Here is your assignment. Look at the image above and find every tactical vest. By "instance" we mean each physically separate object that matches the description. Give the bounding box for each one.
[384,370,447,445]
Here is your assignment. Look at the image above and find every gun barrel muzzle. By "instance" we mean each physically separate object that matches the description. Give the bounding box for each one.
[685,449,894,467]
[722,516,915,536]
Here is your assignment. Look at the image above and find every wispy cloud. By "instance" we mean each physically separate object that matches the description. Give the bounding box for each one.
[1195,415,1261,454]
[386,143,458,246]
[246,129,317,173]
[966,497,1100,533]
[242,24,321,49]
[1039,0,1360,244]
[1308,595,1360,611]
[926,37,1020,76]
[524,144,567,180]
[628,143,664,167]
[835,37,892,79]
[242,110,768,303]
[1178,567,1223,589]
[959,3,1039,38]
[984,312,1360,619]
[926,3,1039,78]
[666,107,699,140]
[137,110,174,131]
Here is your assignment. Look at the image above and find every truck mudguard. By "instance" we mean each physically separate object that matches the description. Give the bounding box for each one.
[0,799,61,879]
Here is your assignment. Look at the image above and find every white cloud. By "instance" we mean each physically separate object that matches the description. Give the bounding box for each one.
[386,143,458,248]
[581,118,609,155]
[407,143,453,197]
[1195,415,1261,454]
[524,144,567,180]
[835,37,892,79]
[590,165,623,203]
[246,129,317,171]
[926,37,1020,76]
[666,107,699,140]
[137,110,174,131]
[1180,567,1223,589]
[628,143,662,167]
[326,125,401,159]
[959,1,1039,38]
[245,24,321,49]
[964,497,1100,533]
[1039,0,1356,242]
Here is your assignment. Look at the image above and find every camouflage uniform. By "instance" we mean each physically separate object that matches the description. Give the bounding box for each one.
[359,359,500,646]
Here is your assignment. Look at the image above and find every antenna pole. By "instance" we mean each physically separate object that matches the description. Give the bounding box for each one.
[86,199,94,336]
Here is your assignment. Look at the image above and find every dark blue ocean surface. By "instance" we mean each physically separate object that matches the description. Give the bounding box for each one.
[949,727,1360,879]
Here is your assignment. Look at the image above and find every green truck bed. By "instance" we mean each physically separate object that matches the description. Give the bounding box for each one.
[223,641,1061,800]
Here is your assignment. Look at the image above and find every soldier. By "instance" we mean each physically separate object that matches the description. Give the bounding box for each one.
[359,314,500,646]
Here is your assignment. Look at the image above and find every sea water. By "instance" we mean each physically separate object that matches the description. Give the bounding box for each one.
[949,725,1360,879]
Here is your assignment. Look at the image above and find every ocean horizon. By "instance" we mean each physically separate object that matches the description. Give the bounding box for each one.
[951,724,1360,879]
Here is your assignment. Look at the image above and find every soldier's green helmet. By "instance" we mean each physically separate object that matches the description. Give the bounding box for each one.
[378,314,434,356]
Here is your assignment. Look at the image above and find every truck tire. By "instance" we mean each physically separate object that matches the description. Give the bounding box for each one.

------------------------------------------------

All the entries above need to be reproduced exactly.

Here is your assignment. Look at the image above and find every tactical vest. By "instance" we mean each physically separate object that matches the description. Give the bounding box for each one.
[384,370,447,445]
Here is your assignment. Look at the image above and find every gun barrel muzzle. By "instance" we mean each physically separate object that matches the description. Give the bounding box for each one.
[685,449,894,467]
[722,516,915,536]
Here is your assignment. Look at the image above and find every wispy cloud. By "instance" we mean each physically separate object that matches the description. Give the bounding box for each one.
[1195,415,1261,454]
[386,143,458,246]
[246,129,317,173]
[966,497,1100,533]
[242,24,321,49]
[1039,0,1360,244]
[1308,595,1360,611]
[926,37,1020,76]
[524,144,567,180]
[628,143,664,167]
[835,37,892,79]
[242,110,768,303]
[1178,567,1223,589]
[959,3,1039,38]
[984,312,1360,619]
[926,3,1039,78]
[666,107,699,140]
[137,110,174,131]
Here is your assignment. Look at the image above and find every truck mudguard. By "instance" we mean each physically separate object that matches the description. Give the bounding box for each one.
[0,799,61,879]
Here is your assignment. Look at the image above and find every white cloud. By "instance" we mean each physically separate object that matches the description. Give the bounding box for each one.
[386,143,458,248]
[581,118,609,155]
[407,143,453,197]
[1195,415,1261,454]
[524,144,567,180]
[835,37,892,79]
[590,165,623,203]
[246,129,317,171]
[926,37,1020,76]
[666,107,699,140]
[137,110,174,131]
[1180,567,1223,589]
[628,143,662,167]
[326,125,401,159]
[959,1,1039,38]
[245,24,321,49]
[964,497,1100,533]
[1039,0,1356,242]
Here is your assignment. Look at the image above and find every camouflage uniform. By "instance" we mean each physically separate object that matches the description. Give the bounding box for each one.
[359,359,500,646]
Here is your assignment. Look at the image above and find every antenna pole. By "instance" we mean each physically separate object that matches the description. Give the bounding box for each one.
[86,199,94,336]
Here is your assignment. Look at the image above and find every dark blue ocean surface. By "instance" we mean each physically separate object that matches the description. Give the bounding box for each one.
[949,727,1360,879]
Here is your assignment. Look at the image above and find every green truck bed. By "instance" we mean each physically separate object that matches the description. Give the bounding box for each one.
[223,641,1061,800]
Here is your assignment. Look at the image above and find every soldier. By "instance" we mean each physically separate object that matches the description. Give the bounding box for each one.
[359,314,500,646]
Here is your assignment. Look at the image above and find every sea water. By "instance" we mean each physically separate object that matches the description. Give the bounding box for each one.
[949,725,1360,879]
Here is your assignment. Look at the image above and find every ocean horizon. By "instance" we mean each physically separate object that matches the description. Give the bounding box for each one.
[951,724,1360,879]
Here is your assignment. Look at the image above and find every soldier's green helmet. By "instance" we mean each physically separate object that matches the description. Give the bounding box for each one.
[378,314,434,356]
Here is your assignment. Look at the image above and find every truck tire. By "instance" we mean each physically separate object that matches the description. Give the bounding box for each one.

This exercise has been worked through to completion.